• _Work to complete_:
A - Summarize the passage on Gleizes and his pupils in two sentences.
B - In the passage on Gleizes and his pupils, who wrote the study "Mainie Jellett and the Modern Movement in Ireland"?
C - Extend the passage on Gleizes and his pupils, picking up after its final sentence.

++++ Supplied passage

Not all the artists shown here followed Gleizes's principles but all would agree that the encounter with him - both as a painter and as a man - was among the most important formative influences of their lives.

The Irish painters EVIE HONE (1895-1955) and MAINIE JELLETT (1897-1944) were his first pupils, insisting in 1922 that he take them on against his will (Gleizes had a lifelong horror of the classroom). Their work shown here illustrates two of the earliest stages of the method in its development. Hone was later to be well known as a stained glass artist. Jellett is the subject of an important study - Mainie Jellett and the Modern Movement in Ireland by the political essayist and art historian, Bruce Arnold.

ROBERT POUYAUD (1901-1970) joined them in 1924. He and his wife Cécile were the first to move into Moly Sabata which Gleizes had bought with them chiefly in mind. More methodical than Gleizes himself he developed a philosophy of painting that was a synthesis of Gleizes's thinking with that of the esoteric philosopher, René Guénon.

WALTER FIRPO, as much a poet as a painter, introduced me to the Gleizes school and is the single most important influence on my own life as a painter, writer on art history and poet. He met Gleizes and exhibited with him in the late 1920s but was especially close to him after the war. An irrepressibly ebullient free spirit his passionate and eloquent advocacy of Gleizes's principles did not extend to applying them very rigorously in his own work.

++++++++
++++ Supplied entries

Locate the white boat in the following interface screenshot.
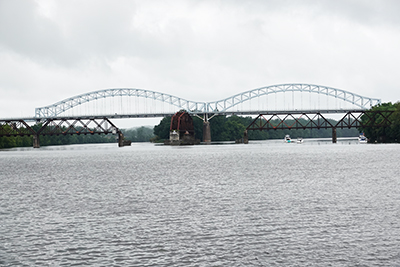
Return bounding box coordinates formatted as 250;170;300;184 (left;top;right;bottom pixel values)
358;133;368;144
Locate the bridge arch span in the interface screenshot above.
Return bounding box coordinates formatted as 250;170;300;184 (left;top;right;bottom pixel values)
35;88;206;118
35;83;381;118
207;83;381;113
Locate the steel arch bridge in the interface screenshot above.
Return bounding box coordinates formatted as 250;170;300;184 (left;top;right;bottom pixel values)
35;83;381;119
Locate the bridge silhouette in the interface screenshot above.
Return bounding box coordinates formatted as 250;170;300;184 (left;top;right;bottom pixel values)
0;83;388;147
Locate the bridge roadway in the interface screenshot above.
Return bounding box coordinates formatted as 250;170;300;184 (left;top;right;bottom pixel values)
0;109;365;123
0;109;394;148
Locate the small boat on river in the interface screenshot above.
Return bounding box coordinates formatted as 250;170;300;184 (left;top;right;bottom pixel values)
284;134;292;143
358;133;368;144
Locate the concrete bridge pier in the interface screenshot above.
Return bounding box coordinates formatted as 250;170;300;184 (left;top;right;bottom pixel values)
118;132;124;147
33;134;40;148
332;127;337;144
203;120;211;143
243;130;249;144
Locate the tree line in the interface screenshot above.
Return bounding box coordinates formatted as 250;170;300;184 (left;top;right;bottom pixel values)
361;102;400;143
0;102;400;149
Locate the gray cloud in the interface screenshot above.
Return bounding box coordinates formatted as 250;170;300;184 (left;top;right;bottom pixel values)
0;0;400;120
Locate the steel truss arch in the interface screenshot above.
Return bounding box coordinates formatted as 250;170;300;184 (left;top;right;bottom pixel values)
35;88;206;118
207;83;381;113
35;83;381;118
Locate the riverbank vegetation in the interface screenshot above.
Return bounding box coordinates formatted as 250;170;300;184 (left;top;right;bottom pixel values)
361;102;400;143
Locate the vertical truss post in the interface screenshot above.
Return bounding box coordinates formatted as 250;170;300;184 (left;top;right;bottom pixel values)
332;127;337;144
203;113;211;143
33;133;40;148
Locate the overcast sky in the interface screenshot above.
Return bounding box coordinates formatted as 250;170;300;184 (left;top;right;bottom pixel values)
0;0;400;125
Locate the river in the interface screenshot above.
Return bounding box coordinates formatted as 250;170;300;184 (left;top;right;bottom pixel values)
0;140;400;266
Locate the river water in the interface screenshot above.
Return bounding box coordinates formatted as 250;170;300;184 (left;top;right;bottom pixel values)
0;140;400;266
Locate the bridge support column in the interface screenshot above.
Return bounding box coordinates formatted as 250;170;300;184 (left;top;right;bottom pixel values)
33;134;40;148
332;127;337;144
203;121;211;143
118;132;124;147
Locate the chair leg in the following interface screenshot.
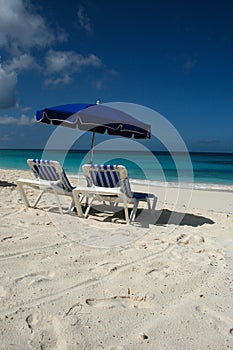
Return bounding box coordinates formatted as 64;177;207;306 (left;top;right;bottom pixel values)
32;191;44;208
124;205;130;224
72;189;84;218
84;197;94;218
17;181;30;208
130;200;139;223
52;187;63;215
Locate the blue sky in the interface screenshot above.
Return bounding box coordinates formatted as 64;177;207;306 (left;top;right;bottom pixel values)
0;0;233;152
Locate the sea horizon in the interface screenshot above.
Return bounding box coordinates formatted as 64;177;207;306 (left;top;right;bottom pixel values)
0;149;233;186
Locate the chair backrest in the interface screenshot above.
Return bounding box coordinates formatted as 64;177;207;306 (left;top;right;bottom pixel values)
27;159;74;192
82;164;132;198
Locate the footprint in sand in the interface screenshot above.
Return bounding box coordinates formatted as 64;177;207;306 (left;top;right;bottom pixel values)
15;271;55;285
25;313;68;350
0;286;6;298
196;306;233;337
86;295;151;309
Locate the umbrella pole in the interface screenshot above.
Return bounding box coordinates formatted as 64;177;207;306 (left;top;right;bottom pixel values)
90;132;95;164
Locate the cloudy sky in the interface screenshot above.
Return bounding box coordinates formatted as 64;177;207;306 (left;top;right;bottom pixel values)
0;0;233;152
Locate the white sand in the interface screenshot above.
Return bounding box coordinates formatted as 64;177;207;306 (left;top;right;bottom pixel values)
0;169;233;350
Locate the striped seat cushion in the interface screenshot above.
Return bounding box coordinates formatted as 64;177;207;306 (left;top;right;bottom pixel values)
28;159;74;192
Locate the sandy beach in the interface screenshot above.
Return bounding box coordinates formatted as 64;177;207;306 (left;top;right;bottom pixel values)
0;169;233;350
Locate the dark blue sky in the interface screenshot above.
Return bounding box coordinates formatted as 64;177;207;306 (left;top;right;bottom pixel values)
0;0;233;152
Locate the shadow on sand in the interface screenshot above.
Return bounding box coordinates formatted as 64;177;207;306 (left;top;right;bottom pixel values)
0;180;17;187
86;206;214;227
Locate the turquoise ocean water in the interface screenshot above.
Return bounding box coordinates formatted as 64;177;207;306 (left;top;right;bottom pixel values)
0;150;233;185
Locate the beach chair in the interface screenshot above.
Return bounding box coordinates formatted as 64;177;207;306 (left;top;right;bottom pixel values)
16;159;75;214
73;164;157;224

++++++++

• _Task-by-task answers_:
A - The passage presents several painters who, though not all followed Gleizes's principles, counted their encounter with him among the most important formative influences of their lives. It describes Evie Hone and Mainie Jellett, his first pupils from 1922; Robert Pouyaud, who joined in 1924 and blended Gleizes's thinking with René Guénon's; and Walter Firpo, a poet and painter who introduced the writer to the Gleizes school.

B - Bruce Arnold, a political essayist and art historian.

C -
JEAN CHEVALIER (1913-2002) was very closely associated with Gleizes in the period during and after the 1939-45 war and there are indications that Gleizes saw him as a possible spiritual heir. While always insisting on a continuity with what he had learned from Gleizes, however, he later dismantled the formal structure and (to quote the website www.amisdejeanchevalier.online.fr) 'undertook his personal research which brought him closer to the freedom of expression of the American painters.'

HENRI GIRIAT worked as a labourer on Gleizes's farm near St Rémy de Provence during the German occupation. He would not see himself as a painter but, as a writer and poet, he worked closely with the whole group of Gleizes's associates. He played an important role in preparing the catalogue raisonnée of Gleizes's work (Fondation Albert Gleizes/SOMOGY 1998) and various exhibitions organised by the Fondation Albert Gleizes.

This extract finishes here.